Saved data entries
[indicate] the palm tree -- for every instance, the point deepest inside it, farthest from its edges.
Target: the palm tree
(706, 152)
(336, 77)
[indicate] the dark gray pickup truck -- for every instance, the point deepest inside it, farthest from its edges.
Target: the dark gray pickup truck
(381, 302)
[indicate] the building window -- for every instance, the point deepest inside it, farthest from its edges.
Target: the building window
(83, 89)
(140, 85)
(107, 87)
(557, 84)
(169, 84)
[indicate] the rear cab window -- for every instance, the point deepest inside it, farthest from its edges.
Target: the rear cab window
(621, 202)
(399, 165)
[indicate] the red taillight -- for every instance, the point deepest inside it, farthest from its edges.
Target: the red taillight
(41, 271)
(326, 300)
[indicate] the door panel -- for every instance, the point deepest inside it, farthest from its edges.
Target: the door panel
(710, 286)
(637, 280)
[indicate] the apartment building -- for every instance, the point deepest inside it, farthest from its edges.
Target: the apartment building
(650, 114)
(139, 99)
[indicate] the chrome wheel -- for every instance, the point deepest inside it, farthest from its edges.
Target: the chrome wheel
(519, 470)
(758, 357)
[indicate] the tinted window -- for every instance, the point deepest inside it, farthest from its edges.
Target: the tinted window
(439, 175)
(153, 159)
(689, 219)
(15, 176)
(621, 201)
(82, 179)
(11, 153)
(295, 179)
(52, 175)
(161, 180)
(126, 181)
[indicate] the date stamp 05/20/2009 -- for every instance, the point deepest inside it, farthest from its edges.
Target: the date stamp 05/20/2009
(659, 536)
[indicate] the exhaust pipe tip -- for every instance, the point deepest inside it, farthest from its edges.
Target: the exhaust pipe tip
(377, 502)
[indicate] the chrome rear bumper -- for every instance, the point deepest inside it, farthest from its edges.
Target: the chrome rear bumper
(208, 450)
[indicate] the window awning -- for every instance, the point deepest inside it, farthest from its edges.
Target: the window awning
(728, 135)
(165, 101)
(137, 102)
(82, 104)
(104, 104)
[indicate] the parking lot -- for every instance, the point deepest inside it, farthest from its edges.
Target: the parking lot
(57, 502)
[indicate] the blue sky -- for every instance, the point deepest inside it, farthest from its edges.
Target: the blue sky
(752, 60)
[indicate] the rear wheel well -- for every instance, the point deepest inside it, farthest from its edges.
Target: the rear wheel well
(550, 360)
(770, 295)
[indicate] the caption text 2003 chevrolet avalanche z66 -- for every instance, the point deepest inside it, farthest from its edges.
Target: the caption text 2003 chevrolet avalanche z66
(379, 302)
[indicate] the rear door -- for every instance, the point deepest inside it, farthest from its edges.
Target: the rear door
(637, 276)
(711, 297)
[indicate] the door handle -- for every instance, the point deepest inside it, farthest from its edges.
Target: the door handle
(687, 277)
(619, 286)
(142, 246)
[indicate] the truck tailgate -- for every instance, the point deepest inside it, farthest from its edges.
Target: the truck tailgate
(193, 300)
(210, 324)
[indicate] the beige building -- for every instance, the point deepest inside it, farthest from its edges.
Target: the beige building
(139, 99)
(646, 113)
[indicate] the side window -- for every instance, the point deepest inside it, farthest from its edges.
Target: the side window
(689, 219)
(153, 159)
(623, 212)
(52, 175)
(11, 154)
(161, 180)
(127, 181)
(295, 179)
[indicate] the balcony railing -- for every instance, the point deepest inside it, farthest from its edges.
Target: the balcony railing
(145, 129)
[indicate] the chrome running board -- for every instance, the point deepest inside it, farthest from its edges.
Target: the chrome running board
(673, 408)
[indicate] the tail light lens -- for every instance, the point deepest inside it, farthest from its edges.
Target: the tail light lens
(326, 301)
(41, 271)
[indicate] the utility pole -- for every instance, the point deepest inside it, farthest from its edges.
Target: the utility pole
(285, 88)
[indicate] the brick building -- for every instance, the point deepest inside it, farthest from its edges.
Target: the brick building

BRIEF: Print again the material above, limited to the lines from the one holding "[indicate] the door handle" through the last, inclusive.

COMPLETED TASK:
[indicate] the door handle -- for every instance, the point deepest inside it, farthest from its edges.
Target: the door handle
(687, 277)
(619, 286)
(142, 246)
[indicate] the truck tailgate -- for every instance, the point deepest inside it, farthest from its edges.
Target: the truck tailgate
(193, 300)
(210, 324)
[indicate] the beige building -- for every instance, the point deepest inside it, farthest from its edges.
Target: the beige building
(139, 99)
(646, 113)
[indicate] the side window -- for every instance, the point deepest inside it, farthest from its edges.
Target: the side window
(689, 219)
(153, 159)
(623, 212)
(52, 175)
(11, 154)
(161, 180)
(127, 181)
(295, 179)
[indicate] the balcony railing -- for every instance, the point deepest inside it, farthest from its edges.
Target: the balcony railing
(145, 129)
[indicate] the chrome running board -- for every instance, the point deepest inside it, farthest from its edges.
Target: the chrome running board
(673, 408)
[indicate] the tail light lens -- for every instance, the point deepest inside it, farthest from its edges.
Target: the tail light lens
(326, 301)
(41, 271)
[indicate] the utility pole -- for every instance, the point deepest inside it, farthest from its edges.
Target: the utility pole
(285, 88)
[indicate] the brick building -- for every instance, the point deepest inside it, farthest from its edges.
Target: the brick building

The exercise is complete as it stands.